On March 10, this Ky. senator made a speech on abortion. Ten days later, she’s famous.
Kentucky Sen. Karen Berg, D-Louisville, didn’t wake up on Monday to find herself famous.
At 60, she says, she’s not much for social media, so it was up to her kids to tell her that a speech she made in a Senate committee meeting on abortion on March 1 had gone viral across Twitter, Reddit and Facebook, sending her name and impassioned words across the stratosphere. She was lauded by Patton Oswalt, retweeted by Padma Lakshmi and Joy Reid, touted by Sarah Silverman. She did love the retweet from actor Bradley Whitford who played Josh on The West Wing a while back because she recognized him.
“Since my goal in life is to make my kids proud of me, I’m very happy,” she said in a telephone interview on Monday.
But what impressed her the most about social media’s enormous reach was the hundreds of emails and messages she got from ordinary women.
“They were emails telling me about their mother’s botched abortion, their aunt’s botched abortions; they were begging, begging begging that we do not go back there.”
“Back there” is what Kentucky and the rest of the U.S. right wing is racing towards, a world where Roe v. Wade is struck down by the current Supreme Court, leaving states to determine whether women can still get a safe and legal abortion. Kentucky’s GOP supermajority has already decided no; it has a trigger law in place, along with an omnibus House Bill 3 that if passed would probably close the last two clinics left in the state that still perform abortions. Berg’s speech was about Senate Bill 321, which would prohibit abortions after 15 weeks. It appeared before the Judiciary Committee, where Berg pointed out, she is the only woman and only doctor on the committee. Not just any doctor either, but a diagnostic radiologist who has looked at a whole lot of fetal ultrasounds.

Source records:
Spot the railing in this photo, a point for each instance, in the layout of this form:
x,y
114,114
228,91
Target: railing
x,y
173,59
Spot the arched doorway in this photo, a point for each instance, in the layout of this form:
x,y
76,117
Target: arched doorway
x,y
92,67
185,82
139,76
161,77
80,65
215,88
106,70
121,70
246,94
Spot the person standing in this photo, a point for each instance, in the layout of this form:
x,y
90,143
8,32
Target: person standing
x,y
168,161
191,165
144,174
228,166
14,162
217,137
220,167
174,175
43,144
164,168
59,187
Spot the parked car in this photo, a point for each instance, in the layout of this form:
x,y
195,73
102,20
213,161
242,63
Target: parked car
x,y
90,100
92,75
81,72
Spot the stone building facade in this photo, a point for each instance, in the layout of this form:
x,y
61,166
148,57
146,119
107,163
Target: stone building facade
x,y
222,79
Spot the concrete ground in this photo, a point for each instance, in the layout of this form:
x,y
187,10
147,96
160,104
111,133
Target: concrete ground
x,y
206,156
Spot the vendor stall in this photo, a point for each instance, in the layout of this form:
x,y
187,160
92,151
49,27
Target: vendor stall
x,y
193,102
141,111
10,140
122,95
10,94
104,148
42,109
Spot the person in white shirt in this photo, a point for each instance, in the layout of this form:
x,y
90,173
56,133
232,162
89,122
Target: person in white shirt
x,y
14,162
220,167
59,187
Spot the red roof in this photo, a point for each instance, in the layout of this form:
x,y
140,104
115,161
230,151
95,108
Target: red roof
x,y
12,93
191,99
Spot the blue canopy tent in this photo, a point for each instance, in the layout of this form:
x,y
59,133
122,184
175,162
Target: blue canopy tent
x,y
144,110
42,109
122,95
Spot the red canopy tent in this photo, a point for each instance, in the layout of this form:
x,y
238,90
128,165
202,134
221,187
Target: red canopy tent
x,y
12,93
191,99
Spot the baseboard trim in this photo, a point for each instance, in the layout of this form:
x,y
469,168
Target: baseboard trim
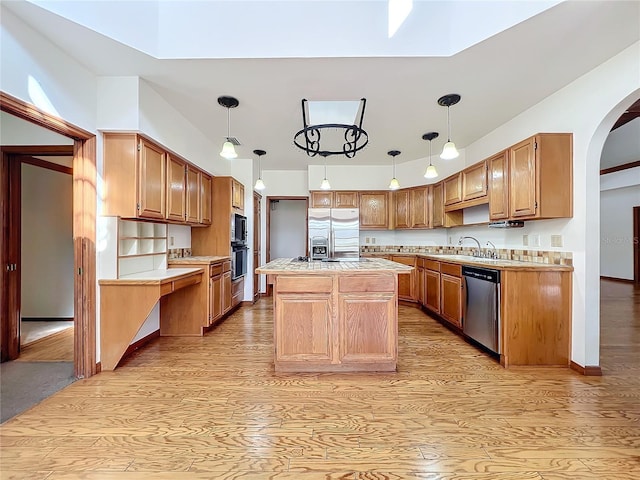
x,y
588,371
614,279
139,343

==

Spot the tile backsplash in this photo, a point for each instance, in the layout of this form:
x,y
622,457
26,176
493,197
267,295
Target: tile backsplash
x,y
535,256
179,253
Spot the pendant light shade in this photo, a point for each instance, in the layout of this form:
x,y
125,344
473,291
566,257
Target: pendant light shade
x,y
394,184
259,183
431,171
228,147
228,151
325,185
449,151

--

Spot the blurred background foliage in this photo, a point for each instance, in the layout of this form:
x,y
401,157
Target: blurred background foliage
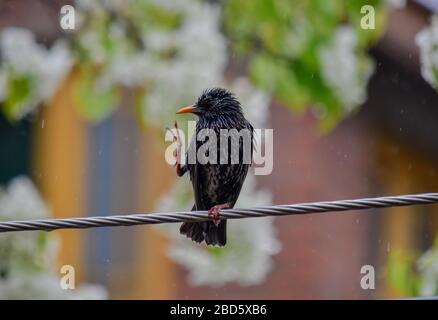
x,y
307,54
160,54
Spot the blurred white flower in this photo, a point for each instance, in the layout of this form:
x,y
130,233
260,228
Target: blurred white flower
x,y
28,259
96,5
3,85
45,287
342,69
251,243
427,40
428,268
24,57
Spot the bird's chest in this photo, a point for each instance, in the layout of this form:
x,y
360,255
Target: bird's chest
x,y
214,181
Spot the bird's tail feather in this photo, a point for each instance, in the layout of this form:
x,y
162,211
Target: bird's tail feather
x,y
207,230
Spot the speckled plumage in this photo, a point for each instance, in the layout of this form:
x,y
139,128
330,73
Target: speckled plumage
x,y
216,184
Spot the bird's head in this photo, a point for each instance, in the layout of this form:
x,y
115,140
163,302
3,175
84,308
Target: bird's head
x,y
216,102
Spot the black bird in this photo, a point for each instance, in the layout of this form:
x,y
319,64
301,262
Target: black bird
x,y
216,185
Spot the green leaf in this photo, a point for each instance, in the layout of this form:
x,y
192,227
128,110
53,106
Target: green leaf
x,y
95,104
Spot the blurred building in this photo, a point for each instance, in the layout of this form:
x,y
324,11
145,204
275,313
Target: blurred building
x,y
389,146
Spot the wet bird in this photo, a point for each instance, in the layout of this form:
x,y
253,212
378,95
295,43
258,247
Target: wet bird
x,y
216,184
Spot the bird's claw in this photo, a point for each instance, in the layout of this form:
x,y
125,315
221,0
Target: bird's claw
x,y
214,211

• _THE PROBLEM_:
Answer these questions about the article on Karen Berg's abortion speech, one per line:
1. Who told Berg that her speech had gone viral?
2. Which bill was her speech about, and what would it prohibit?
3. What kind of doctor is Berg?

• _RESULT OF THE EXERCISE_:
1. Her kids told her.
2. Senate Bill 321, which would prohibit abortions after 15 weeks.
3. She is a diagnostic radiologist.